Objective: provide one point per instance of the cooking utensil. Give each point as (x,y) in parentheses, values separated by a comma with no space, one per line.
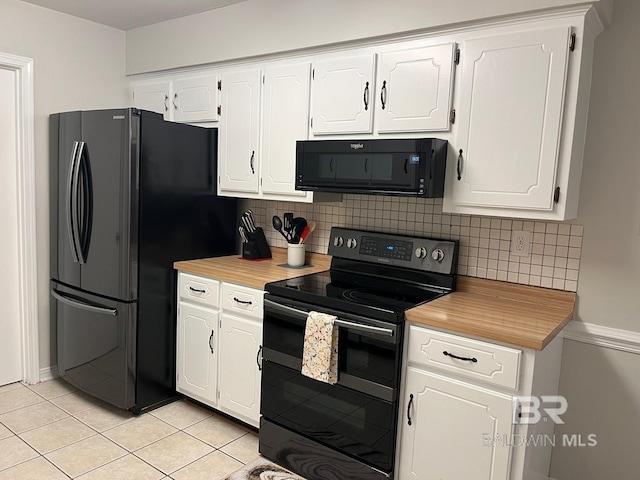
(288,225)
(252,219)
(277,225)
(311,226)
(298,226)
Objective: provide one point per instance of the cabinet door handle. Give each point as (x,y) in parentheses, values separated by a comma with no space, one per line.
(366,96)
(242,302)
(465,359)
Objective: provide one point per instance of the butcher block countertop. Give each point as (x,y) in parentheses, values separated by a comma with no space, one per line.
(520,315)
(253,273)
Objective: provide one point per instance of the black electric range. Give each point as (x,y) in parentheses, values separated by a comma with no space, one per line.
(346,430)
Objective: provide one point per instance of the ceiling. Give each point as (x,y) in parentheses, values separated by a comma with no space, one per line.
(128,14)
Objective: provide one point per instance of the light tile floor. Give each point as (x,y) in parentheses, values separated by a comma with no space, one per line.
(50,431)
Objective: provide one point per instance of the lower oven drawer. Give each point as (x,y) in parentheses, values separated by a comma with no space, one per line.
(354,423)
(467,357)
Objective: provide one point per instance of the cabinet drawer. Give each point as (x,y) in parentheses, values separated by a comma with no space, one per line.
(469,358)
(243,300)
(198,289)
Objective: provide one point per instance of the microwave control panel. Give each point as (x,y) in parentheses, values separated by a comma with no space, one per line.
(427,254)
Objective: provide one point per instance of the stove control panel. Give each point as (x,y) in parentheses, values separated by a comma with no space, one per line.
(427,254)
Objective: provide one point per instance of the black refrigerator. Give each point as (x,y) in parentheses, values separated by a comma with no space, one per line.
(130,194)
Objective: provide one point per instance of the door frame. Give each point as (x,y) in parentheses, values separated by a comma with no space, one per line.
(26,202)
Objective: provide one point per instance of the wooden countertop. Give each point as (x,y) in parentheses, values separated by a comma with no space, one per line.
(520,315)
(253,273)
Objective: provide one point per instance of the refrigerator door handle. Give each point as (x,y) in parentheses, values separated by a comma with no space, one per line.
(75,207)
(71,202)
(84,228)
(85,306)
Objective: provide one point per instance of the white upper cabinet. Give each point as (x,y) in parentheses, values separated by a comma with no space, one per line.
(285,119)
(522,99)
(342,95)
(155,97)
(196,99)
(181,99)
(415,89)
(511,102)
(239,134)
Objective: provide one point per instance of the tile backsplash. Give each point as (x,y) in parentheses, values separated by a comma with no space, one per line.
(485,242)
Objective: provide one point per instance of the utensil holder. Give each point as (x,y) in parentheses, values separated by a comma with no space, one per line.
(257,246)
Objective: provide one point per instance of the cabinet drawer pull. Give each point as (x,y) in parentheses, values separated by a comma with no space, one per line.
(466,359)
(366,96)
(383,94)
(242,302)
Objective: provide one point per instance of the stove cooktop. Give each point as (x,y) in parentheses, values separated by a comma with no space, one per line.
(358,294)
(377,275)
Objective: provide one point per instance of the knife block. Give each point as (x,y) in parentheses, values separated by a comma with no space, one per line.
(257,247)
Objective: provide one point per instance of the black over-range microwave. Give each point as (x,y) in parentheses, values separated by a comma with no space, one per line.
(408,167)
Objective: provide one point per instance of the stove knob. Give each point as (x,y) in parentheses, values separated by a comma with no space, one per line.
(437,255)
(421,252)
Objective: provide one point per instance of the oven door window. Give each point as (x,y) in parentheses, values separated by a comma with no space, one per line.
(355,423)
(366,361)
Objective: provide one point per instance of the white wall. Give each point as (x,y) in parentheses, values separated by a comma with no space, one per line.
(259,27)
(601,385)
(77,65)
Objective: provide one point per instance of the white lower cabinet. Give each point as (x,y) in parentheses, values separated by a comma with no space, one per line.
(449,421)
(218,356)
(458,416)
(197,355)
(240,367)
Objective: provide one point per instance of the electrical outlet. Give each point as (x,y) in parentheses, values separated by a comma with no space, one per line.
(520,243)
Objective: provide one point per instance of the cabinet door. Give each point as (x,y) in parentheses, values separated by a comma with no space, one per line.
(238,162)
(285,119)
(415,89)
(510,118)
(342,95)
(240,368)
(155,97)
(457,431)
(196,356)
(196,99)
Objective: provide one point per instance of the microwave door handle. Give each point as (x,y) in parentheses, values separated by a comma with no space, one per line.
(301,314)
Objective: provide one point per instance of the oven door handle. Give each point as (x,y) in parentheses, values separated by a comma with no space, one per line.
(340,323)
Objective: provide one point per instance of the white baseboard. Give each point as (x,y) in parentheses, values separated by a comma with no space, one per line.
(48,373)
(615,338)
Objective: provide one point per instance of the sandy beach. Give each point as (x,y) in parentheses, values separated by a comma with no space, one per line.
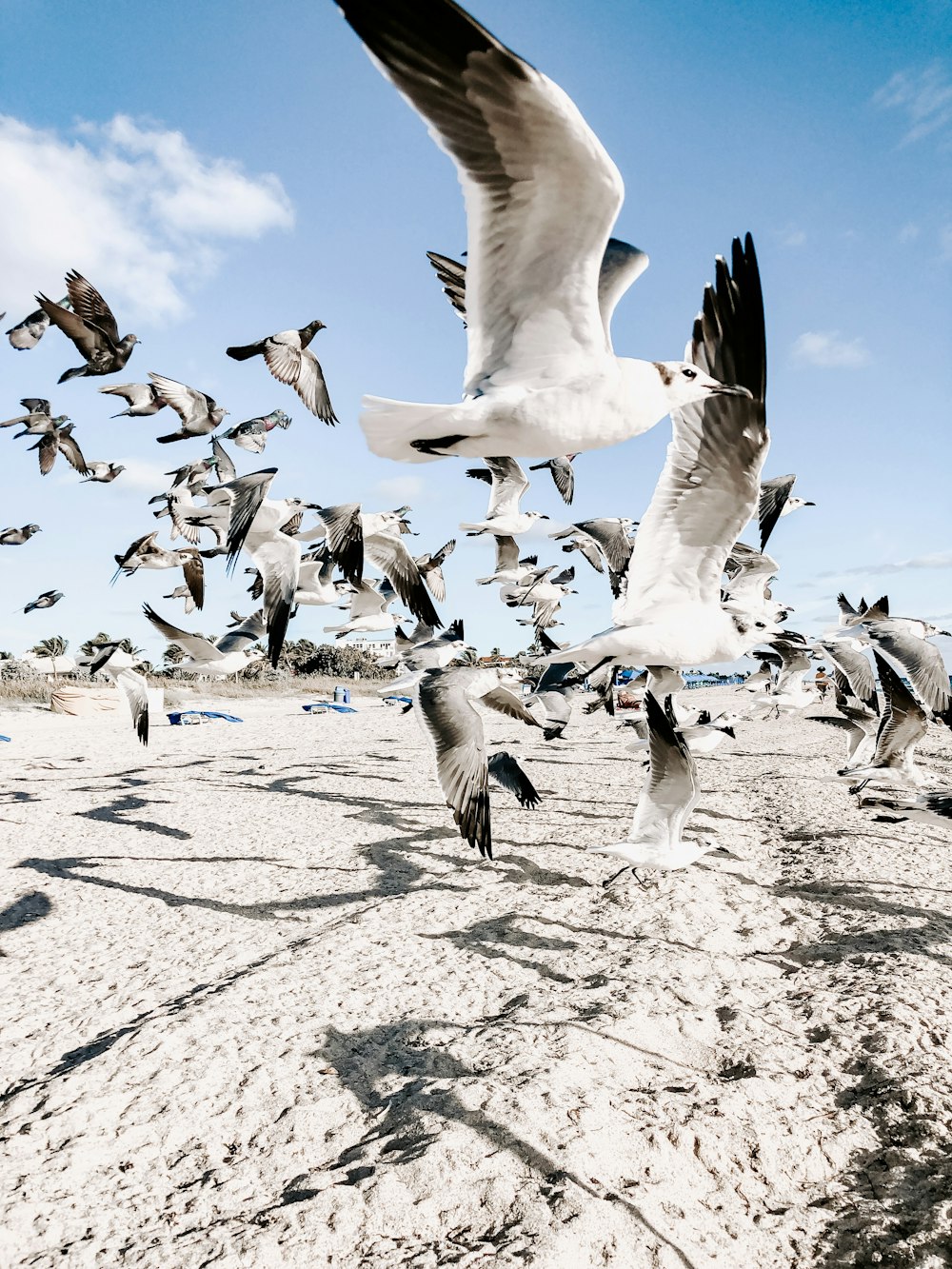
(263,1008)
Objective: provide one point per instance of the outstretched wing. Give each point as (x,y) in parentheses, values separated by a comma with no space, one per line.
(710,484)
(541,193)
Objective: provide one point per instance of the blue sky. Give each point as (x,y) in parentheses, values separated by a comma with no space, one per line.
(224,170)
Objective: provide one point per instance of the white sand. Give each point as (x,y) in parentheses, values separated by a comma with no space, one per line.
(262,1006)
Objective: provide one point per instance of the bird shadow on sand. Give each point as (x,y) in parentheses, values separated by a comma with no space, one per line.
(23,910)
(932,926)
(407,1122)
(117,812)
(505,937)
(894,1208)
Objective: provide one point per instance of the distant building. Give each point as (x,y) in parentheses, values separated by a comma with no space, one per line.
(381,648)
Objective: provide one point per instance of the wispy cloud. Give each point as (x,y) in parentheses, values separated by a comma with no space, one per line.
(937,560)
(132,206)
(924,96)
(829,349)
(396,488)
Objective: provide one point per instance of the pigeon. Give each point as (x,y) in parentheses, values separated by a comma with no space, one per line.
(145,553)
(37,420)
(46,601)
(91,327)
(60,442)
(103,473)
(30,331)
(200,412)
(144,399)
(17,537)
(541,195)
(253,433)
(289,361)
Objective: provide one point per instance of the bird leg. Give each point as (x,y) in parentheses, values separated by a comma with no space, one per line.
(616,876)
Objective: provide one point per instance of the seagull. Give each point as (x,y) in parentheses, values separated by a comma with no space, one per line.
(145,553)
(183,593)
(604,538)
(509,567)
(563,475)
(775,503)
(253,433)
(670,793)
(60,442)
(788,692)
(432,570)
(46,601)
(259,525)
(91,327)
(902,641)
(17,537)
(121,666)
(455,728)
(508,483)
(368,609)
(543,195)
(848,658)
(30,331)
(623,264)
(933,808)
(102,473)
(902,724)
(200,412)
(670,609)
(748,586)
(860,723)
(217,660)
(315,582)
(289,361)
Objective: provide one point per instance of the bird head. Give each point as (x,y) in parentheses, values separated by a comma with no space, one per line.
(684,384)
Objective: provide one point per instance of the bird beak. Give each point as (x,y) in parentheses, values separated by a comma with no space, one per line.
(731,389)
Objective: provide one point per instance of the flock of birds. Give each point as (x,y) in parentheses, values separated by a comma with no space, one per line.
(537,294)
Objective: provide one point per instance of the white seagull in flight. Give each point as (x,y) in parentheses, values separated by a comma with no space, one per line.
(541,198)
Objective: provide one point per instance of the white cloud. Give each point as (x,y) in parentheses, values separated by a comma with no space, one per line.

§ **What this task involves**:
Copy everything in the records above except the pictures, exactly as written.

§ **Result for this exercise**:
Objective: provide one point per instance of the cooking utensil. Give each point as (x,y) in parentheses, values separated by a comma with no space, one per line.
(288,225)
(252,219)
(277,225)
(311,226)
(298,226)
Objective: provide one point per instance of the cabinet door handle. Give each point as (x,y) in parentheses, values separated by a comma with no space, one per line.
(366,96)
(242,302)
(465,359)
Objective: provide one point per instance of the butcher block countertop. Give each point as (x,y) in parentheses, values separated by a comma with no space, one per line.
(520,315)
(253,273)
Objective: provide one point per instance of the black electric range. Give each point as (x,y) in parentheses, values separated by a comma with no space, one per line.
(346,430)
Objective: provide one point per instance of the ceiling. Give each point as (x,y) in parentheses, values separated by a comma with no space, one per line.
(128,14)
Objective: provide one point per instance of the light tile floor. Give each point as (x,y) in parentheses, values separated by a comma with no space, one per line.
(50,431)
Objective: provide one point per instance of the lower oven drawer. Give each point as (x,y) in parentheses, values separated by a comma with no space, one per line.
(354,423)
(467,357)
Objective: provide one point per instance of the cabinet drawer. Give each point as (x,y) in parentheses, values separated by a comma with no space, one per line.
(469,358)
(243,300)
(198,289)
Objective: provide one point per instance of the microwave control panel. Give each point as (x,y) in parentheses, values separated by a comma with no space, one per line.
(427,254)
Objective: provide one point per instance of the stove control panel. Give each point as (x,y) in parentheses, values separated by a comma with no space, one per line.
(427,254)
Objective: provide one point per instance of the black refrigerator. Give each point as (x,y) in parentheses, values separated by a comma with no space, one per line.
(130,194)
Objective: provide one point per instance of the door frame. Give each point as (x,y) in parentheses, values separated by a comma with no space, one per line.
(26,202)
Objective: provide one point per instance of the wooden countertop. Give each point as (x,y) in parentheses, values separated by a comma with no space, one per line.
(520,315)
(253,273)
Objective: provide one point per instance of the refrigerator door handle. Give each point as (x,y) in parentheses, values separated by a comma with no space, one per line.
(75,207)
(71,202)
(84,228)
(85,306)
Objective: provide one point per instance of the white upper cabinet. Give each point as (x,y) in parentheses, values separated by a comma with no space, one per line.
(285,119)
(522,99)
(342,95)
(155,97)
(196,99)
(181,99)
(415,89)
(511,102)
(239,134)
Objective: provide one point per instance of the tile backsplash. Give each point as (x,y) in parentheses, values separated by a comma with no space, one per line.
(485,242)
Objective: provide one point per instance of the utensil holder. Give each point as (x,y) in parentheses, values separated by a comma with no space, one per line.
(257,246)
Objective: provide one point per instance of the cabinet drawer pull. Give each point as (x,y) in parentheses, values separated by a comma with no space, one per line.
(466,359)
(366,96)
(383,94)
(242,302)
Objective: provide one point per instance of the stove cooktop. Give each point as (x,y) in parentheses, values separated by a comma with no space, one per line.
(358,294)
(377,275)
Objective: provide one point per instance of the knife block. Give each point as (x,y) in parentheses, values separated by a comma with no space, one per line.
(257,247)
Objective: provide one point per instance of the black over-range microwave. Give each point as (x,y) in parentheses, values separated by a comma with no space, one per line.
(408,167)
Objective: provide one point per instance of the stove knob. Give each point as (x,y) in parentheses, values separated by a comma with no space, one per line.
(437,255)
(421,252)
Objective: provide one point per instance of the oven door window. Give each point as (x,y) in parentheses, values separated by a comma with no space, one per line.
(355,423)
(366,361)
Objective: provide one point per instance of the white wall. Give each point as (x,y) in parentheses, values separated by a comma with no space, one per line.
(259,27)
(601,385)
(77,65)
Objective: provide one point per instance of the white lower cabinet. Give each point as (x,y) in parentheses, values separated by a comma with no space, one per line.
(449,421)
(218,356)
(458,416)
(197,355)
(240,367)
Objective: provide one point per instance of the electrical outlet. Give each point as (x,y) in parentheses, values separated by a comma with no space, one per line.
(520,243)
Objective: provide one point per instance of the cabinet door. Give each point as (x,y) in parentheses, values separated by a comma with no space, one per line.
(238,162)
(285,119)
(415,89)
(510,118)
(342,95)
(240,368)
(155,97)
(457,431)
(196,356)
(196,99)
Objective: provide one point per instance of the microwave door handle. Give each point as (x,y) in parentheses, values separated by a comma with no space, one per line.
(301,314)
Objective: provide one point per instance of the oven door handle. Give each point as (x,y) in parentheses, values separated by a comma with no space, one per line.
(340,323)
Objective: provide one point per instance of the white baseboard. Give each point as (x,y) in parentheses, values separated by a comma with no space, one per line.
(48,373)
(615,338)
Objective: provide one point per instance of the sandy beach. Give each point as (x,y) in parentheses, values separated by a comma with no space, one per line.
(263,1008)
Objective: provide one point per instance of the outstretched wing. Give each point as (x,y) in parentheses, values separated by a comma with no space, one per line.
(710,484)
(541,193)
Objective: provide one point per instance of the blue sky. Give each point as (x,y) in parentheses, values separated by a comma with no space, one per line.
(224,170)
Objective: provide one point per instance of the white sand. Give each point as (x,y) in parentheses, values separated by a comma with no space, one per line.
(262,1006)
Objective: provide one point per instance of the bird shadow on sand. Give each point as (x,y) in parentheses, values separated by a comma with no space, one per line.
(23,910)
(932,926)
(407,1122)
(117,812)
(505,937)
(894,1208)
Objective: provide one point per instance of the distant building. Give each point as (x,y) in parentheses, values separated by a comma with no space, one per line.
(381,648)
Objective: provide one point per instance of the wispy cloud. Give each point as (x,y) in parentheses, values separated by a comma with no space, one per line.
(937,560)
(132,206)
(924,96)
(829,349)
(396,488)
Objective: provide one point per instance of the pigeon. Give each point as (x,y) in parentheses, values separated by a comma with no space, one per line.
(145,553)
(37,420)
(46,601)
(91,327)
(60,442)
(103,473)
(30,331)
(200,412)
(144,399)
(17,537)
(541,195)
(253,433)
(289,361)
Objective: provide one point per instance of the bird leg. Give each point as (x,y) in parentheses, values separated by a comma with no space, one per line.
(616,876)
Objective: provide one point per instance of the seagull. Give each point as (x,y) in parentheses, values separated by a comma with no space, one per line.
(145,553)
(183,593)
(604,538)
(509,567)
(563,475)
(775,503)
(253,433)
(670,793)
(60,442)
(788,692)
(432,570)
(46,601)
(259,525)
(91,327)
(902,641)
(17,537)
(121,666)
(455,728)
(508,483)
(368,609)
(543,195)
(848,658)
(30,331)
(623,264)
(933,808)
(102,473)
(902,724)
(200,412)
(670,609)
(748,586)
(860,723)
(217,660)
(315,582)
(289,361)
Objective: provide one point per instance of the bird head. Give each point as (x,y) in parentheses, values separated by a comma with no space, one per line.
(684,384)
Objective: provide one point per instance of the bird beak. Give each point as (x,y) in parentheses, values separated by a comma with no space, one per line.
(731,389)
Objective: provide one point per instance of the flock of birds. Give each point as (x,y) in parentheses, values separated by a comma with no space, one per line.
(537,294)
Objective: provide one point per instance of the white seagull in flight. Give each point as (x,y) in parentheses, values separated by a comma with no space, one per line.
(541,198)
Objective: provide one point per instance of the white cloud. Give each point as (x,y) in parentheses, values separated by a comma with no space, one per line.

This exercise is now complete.